Instruções das tarefas:
[a] Reescreva em forma de lista, de modo mais breve, o parágrafo da seção "RESUMO" do relato de caso sobre infliximabe e espondiloartrite que começa por "O aparecimento de anticorpos antinucleares". Mantenha os fatos principais.
[b] Enumere todas as palavras-chave em português apresentadas no relato de caso sobre infliximabe e espondiloartrite.
[c] Prossiga com o relato de caso sobre infliximabe e espondiloartrite a partir da última frase apresentada.

Texto fornecido:
_ _ _ _ _ _ _

O aparecimento de anticorpos antinucleares tem sido relatado após o uso prolongado de anti-TNFs. A emergência de neoplasias linfoproliferativas também tem sido descrita e, com menor frequência, os tumores sólidos. Nós descrevemos o aparecimento simultâneo dessas duas condições clínicas em uma paciente com espondiloartrite na vigência de infliximabe. Uma revisão da literatura é apresentada e a possível correlação com o aparecimento de tumor sólido é discutida

infliximabe; anticorpos antinucleares; neoplasia; espondiloartrite


The development of antinuclear antibodies after long-term use of anti-TNF therapy has been reported by several authors. The occurrence of lymphoproliferative neoplasms and, less commonly, solid tumors has also been reported. We present a case ofsimultaneous development of antinuclear antibodies and solid tumor in a patient with spondyloarthritis while on infliximab therapy. The implications and possible correlations with a solid tumor occurrence are reviewed and discussed

infliximab; antinuclear antibodies; neoplasia; spondyloarthritis


RELATO DE CASO

Uso do infliximabe e aparecimento sequencial de autoanticorpos e neoplasia em paciente com espondiloartrite

Ricardo GolmiaI; Morton ScheinbergII

IReumatologista do Hospital Abreu Sodré-AACD e Hospital Israelita Albert Einstein

IIClínico Reumatologista do Hospital Israelita Albert Einstein, Diretor Científico e Coordenador de Pesquisas Clínicas do Hospital Abreu Sodré-AACD

Correspondência para Correspondência para: Ricardo Golmia Av. prof. Ascendino Reis, 724, Bloco C - Pesquisa Clínica - 1º Subsolo São Paulo, SP. CEP: 04027-000 E-mail: ricardogolmia@brturbo.com.br

RESUMO

O aparecimento de anticorpos antinucleares tem sido relatado após o uso prolongado de anti-TNFs. A emergência de neoplasias linfoproliferativas também tem sido descrita e, com menor frequência, os tumores sólidos. Nós descrevemos o aparecimento simultâneo dessas duas condições clínicas em uma paciente com espondiloartrite na vigência de infliximabe. Uma revisão da literatura é apresentada e a possível correlação com o aparecimento de tumor sólido é discutida.

Palavras-chave: infliximabe, anticorpos antinucleares, neoplasia, espondiloartrite.

INTRODUÇÃO

Medicamentos com ação contra fator de necrose tumoral (anti-TNF) têm sido usados em escala cada vez maior em enfermidades reumáticas e autoimunes.

Após uma década de uso, uma série de efeitos adversos foi descrita e respostas variáveis de eficácia relatadas após o seu uso em períodos prolongados.1

Recentemente, tratamos uma paciente do sexo feminino com espondiloartrite com infliximabe pelo período consecutivo de dois anos.

_ _ _ _ _ _ _

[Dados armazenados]

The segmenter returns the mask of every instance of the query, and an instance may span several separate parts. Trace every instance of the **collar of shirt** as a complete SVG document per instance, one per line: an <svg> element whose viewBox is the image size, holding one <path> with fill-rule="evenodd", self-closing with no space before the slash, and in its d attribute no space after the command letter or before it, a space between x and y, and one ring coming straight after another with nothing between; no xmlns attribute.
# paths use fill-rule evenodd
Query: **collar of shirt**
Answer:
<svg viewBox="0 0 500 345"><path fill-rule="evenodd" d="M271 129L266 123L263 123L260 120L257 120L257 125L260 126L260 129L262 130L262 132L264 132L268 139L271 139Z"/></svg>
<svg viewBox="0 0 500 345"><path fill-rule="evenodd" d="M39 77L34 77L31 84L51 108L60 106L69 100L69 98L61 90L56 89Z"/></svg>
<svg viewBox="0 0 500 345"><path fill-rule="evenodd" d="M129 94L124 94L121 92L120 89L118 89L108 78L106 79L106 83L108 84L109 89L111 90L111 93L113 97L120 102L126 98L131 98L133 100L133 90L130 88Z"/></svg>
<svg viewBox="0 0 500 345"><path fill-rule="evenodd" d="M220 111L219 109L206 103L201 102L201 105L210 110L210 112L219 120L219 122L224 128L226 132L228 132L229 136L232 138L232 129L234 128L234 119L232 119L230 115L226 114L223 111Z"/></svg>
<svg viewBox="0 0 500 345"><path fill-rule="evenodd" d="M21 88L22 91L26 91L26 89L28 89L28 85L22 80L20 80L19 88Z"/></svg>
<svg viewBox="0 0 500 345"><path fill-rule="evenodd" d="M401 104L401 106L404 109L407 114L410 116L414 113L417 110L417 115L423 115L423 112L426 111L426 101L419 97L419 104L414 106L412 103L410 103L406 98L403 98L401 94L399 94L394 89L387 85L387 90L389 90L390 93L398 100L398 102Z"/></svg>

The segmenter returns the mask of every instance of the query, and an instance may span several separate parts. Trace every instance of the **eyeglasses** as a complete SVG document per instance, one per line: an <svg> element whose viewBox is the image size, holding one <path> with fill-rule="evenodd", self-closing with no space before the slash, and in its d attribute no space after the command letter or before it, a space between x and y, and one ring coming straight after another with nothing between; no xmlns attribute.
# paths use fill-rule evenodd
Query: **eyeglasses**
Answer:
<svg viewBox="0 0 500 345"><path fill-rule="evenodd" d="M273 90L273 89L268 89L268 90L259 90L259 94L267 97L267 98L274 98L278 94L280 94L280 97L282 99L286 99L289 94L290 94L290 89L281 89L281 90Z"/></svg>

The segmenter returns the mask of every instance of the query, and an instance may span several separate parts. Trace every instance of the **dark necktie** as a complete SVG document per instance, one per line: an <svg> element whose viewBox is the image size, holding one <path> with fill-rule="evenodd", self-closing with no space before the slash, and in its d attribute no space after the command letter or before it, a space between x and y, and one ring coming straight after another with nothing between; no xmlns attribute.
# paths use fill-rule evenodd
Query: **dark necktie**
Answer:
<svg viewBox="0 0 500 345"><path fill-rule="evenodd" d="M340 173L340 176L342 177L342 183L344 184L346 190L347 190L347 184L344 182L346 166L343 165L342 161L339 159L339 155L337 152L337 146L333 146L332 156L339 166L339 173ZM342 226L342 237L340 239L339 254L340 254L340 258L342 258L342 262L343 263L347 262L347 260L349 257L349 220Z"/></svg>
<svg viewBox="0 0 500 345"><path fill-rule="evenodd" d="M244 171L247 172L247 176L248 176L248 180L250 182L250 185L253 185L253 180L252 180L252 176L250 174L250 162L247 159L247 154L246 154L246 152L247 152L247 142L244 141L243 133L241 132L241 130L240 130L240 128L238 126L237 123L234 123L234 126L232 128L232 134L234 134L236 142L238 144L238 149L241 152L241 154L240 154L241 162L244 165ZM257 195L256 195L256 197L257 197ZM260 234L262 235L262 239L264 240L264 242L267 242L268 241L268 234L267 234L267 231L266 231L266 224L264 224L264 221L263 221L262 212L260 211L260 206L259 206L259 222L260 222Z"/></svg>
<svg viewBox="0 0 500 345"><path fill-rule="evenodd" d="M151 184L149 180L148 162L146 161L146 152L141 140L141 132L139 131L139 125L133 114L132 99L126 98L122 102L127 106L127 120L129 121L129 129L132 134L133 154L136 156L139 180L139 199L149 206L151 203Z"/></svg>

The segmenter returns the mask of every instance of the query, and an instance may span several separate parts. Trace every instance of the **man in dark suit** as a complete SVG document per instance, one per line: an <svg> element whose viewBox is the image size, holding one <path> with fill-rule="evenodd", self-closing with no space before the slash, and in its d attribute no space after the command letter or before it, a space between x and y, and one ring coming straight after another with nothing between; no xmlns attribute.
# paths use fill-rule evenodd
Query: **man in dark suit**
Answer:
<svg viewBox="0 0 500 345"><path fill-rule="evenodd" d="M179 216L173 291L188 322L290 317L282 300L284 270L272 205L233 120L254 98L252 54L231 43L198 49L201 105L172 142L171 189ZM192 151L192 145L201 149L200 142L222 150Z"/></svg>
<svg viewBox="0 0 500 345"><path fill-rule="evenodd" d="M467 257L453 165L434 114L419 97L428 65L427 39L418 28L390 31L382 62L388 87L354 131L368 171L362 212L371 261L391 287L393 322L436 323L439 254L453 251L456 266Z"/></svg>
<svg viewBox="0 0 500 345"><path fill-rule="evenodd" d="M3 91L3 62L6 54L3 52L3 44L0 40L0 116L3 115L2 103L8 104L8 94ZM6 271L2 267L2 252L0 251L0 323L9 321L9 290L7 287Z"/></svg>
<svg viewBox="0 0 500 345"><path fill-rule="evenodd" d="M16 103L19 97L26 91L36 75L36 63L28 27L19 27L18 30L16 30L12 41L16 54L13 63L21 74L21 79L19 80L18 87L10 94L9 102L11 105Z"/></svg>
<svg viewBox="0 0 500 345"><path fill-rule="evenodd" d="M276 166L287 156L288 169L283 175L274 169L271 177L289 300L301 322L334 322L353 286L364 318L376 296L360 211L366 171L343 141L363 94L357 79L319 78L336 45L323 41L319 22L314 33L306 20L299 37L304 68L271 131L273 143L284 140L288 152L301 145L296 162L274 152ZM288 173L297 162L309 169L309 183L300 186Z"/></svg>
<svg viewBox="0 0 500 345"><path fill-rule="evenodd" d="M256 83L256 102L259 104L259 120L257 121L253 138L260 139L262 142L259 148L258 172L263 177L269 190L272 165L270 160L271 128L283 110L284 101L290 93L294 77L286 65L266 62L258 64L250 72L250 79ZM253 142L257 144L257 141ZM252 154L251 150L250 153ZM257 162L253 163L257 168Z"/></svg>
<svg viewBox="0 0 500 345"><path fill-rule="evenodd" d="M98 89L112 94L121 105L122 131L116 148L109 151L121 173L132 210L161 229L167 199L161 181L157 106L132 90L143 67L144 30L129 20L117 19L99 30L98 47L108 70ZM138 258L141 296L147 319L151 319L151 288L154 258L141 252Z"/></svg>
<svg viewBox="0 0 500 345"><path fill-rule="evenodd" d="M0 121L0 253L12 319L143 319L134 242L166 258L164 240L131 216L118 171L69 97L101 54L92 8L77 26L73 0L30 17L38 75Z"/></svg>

_ _ _ _ _ _ _

Respostas por tarefa:
[a]
- O aparecimento de anticorpos antinucleares tem sido relatado após o uso prolongado de anti-TNFs.
- Também têm sido descritas neoplasias linfoproliferativas e, com menor frequência, tumores sólidos.
- Os autores descrevem uma paciente com espondiloartrite que apresentou as duas condições simultaneamente durante o uso de infliximabe.
- O relato apresenta uma revisão da literatura e discute a possível correlação com o aparecimento de tumor sólido.

[b]
- infliximabe
- anticorpos antinucleares
- neoplasia
- espondiloartrite

[c]
Após um ano de uso da medicação, houve o aparecimento de neoplasia folicular da tireoide e posteriormente anticorpos antinucleares. A associação do uso de infliximabe com anticorpos antinucleares e o aparecimento de neoplasias são aqui revistos e discutidos.

RELATO DE CASO

SL, 26 anos, sexo feminino, raça branca foi por nós avaliada há dois anos com quadro de lombalgia sem ciatalgia. Esse quadro iniciou-se há mais ou menos cinco anos. Ela foi examinada por ortopedistas que diagnosticaram hérnia de disco em L4-L5, sendo tratada com anti-inflamatórios não hormonais (AINHs) e hormonais sem resposta terapêutica. Posteriormente, foi avaliada por um neurocirurgião que recomendou neurólise, e não obteve sucesso. Em nossa avaliação, queixava-se de dores noturnas que aliviavam ao interromper o sono e caminhar por alguns minutos.

Uma nova imagem por ressonância magnética evidenciou presença de sacroileíte bilateral e nos exames laboratoriais apresentava velocidade de hemossedimentação (VHS) = 55 mm, proteína C reativa (PCR) =18 mg/L, pesquisa de HLA B27 positivo, fator reumatoide, anti-CCP e anticorpos antinucleares foram negativos.

Paciente passou a receber infliximabe 3 mg por kg de peso a partir de agosto de 2006. Logo após a primeira administração, houve melhora total da dor. Manteve-se, então, o uso a cada oito semanas da medicação.

Em abril de 2008, ao procurar um endocrinologista para perda de peso, foi constatado um nódulo na tireoide que em avaliação subsequente mostrou ser um carcinoma papilífero. A paciente foi submetida à tireoidectomia e estadiamento. Passou a receber suplementação de hormônios tireoidianos e não recebeu mais infusões de anti-TNF.

Em agosto de 2008, houve o ressurgimento do quadro doloroso desta vez associado com quadro periférico de dores articulares. Vista por um colega que solicitou nova pesquisa laboratorial pôde-se constatar elevação das provas de fase aguda e agora com títulos elevados de fator antinuclear (1/ 640) e anticorpos anti-DNA em títulos bastante elevados pela técnica de enzima-imuno-ensaio 190U (valores normais inferiores a 40U).

Após exposição dos benefícios e possíveis riscos da continuidade do uso do infliximabe, foi reinstituída a terapia anti-TNF, passando a receber bimensalmente doses dessa medicação, obtendo regressão completa do quadro articular e axial. Tentou-se novamente o uso de analgésicos e AINHs naquela oportunidade sem sucesso. Aproximadamente seis meses após o seu reinício, a paciente encontra-se clinicamente bem sem nenhuma queixa de natureza reumática.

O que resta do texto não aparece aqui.